::: Text shown :::
Civilization. Your eyes skate right through it. No problem.
Civilization. You got this. It means "everything."
Well, maybe not everything. Just people. Humans. Civilization means humans.
Maybe just "humanity." You know, everybody, ever.
Wrong, sucka. Wrong.
Fact is, civilization is a very specific term. It is in no way interchangable with humans or humanity. You can't use civilization to mean history, sociology, ethics, manners, aesthetics, or whatever shit I'm talking about at the moment. It is mostly interchangeable with the word agriculture, but let's not get ahead of me.
Are you ready to get responsible with your use of the word civilization? I hope so, because we can't really talk about jack squat without first coming to some general agreement on at least a loose definition of the word. And that is exactly how I will define it—loosely. There's no sense in getting lost in the details. You just need to understand a little about what the word means in the context of shit that I say. Because I like to talk about civilization.
The Beginning of Civilization
Civilization began with agriculture. Uh-oh. Agriculture. Another word you think you understand. Fine. I'll back it up to agriculture.
The Beginning of Agriculture
Agriculture is the intentional human cultivation of land. Say you're running around in tribes of people, hunting and gathering, getting by, living and getting sick and using plants as medicine and fucking and raising families and playing games and talking your language and painting your pictures and honking on your didgeridoo. Life is fucked up, but it's also beautiful, and that's life.
But then one day, you sit around in the same place for a little longer, because, check this out, I can grow some rice from this other rice if I just stop moving all over Bumfuck, Egypt for long enough to let it happen. Hell, I can grow a whole metric shitte tonne of rice if I clear out a bigger garden plot. And hell, why don't we just stop moving altogether, as long as I can keep these fucking tigers from eating my sitting-duck family. Poky sticks or something. Whatever, we got this. By the year 6,000 BCE (give or take a few millennia), gardening is big business. The larger the garden plot is, the more efficient the harvest is. You now can produce huge surpluses.
And that was the beginning of agriculture. Agriculture allowed thousands upon thousands of people to gather in one place and mooch off the producers in exchange for letting the producers use their labor. And everyone could just stay there. Like, forever.
The Beginning of Civilization, er, Again
Obviously, when you're all stuck together in one place, you have all kinds of free time due to the advent of efficient food production. You're not hunting and gathering anymore. You are producing food via the miracle of agriculture. This is magical. This is a brand-new thing, when you consider humanity is somewhere between 100,000 years and a few million years old, depending on where you wanna draw the taxonomy lines. I really don't care where you draw the line, or whether you think a Neanderthal is a person, or whatever. Doesn't matter. No matter how you slice it, agriculture is brand-spanking-fucking new in the context of humanity as a whole.
::: Record set :::
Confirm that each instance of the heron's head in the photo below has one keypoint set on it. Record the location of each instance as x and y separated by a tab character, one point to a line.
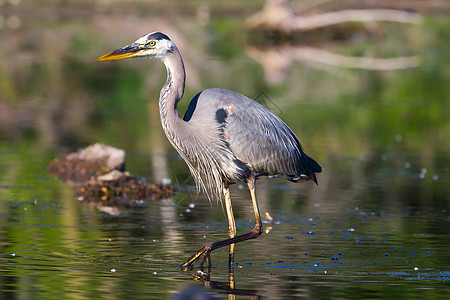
153	45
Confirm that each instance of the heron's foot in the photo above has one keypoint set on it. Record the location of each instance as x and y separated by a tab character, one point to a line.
203	252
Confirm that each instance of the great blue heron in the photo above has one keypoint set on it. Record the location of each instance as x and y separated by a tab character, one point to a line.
224	137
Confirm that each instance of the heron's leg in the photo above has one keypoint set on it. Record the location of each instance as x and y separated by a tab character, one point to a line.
257	231
231	223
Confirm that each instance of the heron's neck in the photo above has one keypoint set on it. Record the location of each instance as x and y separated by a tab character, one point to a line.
171	94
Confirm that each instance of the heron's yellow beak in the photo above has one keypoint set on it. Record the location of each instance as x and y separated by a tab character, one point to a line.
129	51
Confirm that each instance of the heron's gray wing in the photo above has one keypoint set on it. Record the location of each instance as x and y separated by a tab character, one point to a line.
260	139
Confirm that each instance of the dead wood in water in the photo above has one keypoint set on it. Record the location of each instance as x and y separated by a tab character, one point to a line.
98	174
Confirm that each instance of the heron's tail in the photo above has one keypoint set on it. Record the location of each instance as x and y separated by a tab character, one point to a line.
312	168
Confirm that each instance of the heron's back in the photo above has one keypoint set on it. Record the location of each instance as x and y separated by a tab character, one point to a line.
258	139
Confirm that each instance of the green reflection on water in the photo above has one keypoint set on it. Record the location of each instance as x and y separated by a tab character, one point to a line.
376	133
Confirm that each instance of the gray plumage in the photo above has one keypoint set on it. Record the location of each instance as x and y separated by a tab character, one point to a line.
224	137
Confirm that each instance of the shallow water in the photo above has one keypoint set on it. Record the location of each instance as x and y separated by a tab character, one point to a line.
:::
How to complete this task → Continue the essay on the meaning of the word civilization, picking up after its final sentence.

Response →
So you have all this free time all of a sudden. Well, let's figure some shit out to fill it up with! Standardized written symbols, portable across hundreds of miles. The manipulation of those words. Money. Vast social heirarchies. Stone monuments to the boredom of fast-talkers and their offspring. Beautiful glass cathedrals carving the sky into awesome geometries. Motorized transportation. Telecommunications. Twitter. The Super Bowl. Cheese in a spray can. Complex industries requiring the lockstep cooperation of millions of communities all contributing their tiny, specialized widget to the iPhone. Gotye's "Someone That I Used to Know" music video.
That's civilization. You see? It's new. And it's a passing fad. Someone should create a graphic just to demonstrate what proportion of the history of humanity civilization takes up, and post it in the comments. Just to make it crystal clear for everyone.
It Matters.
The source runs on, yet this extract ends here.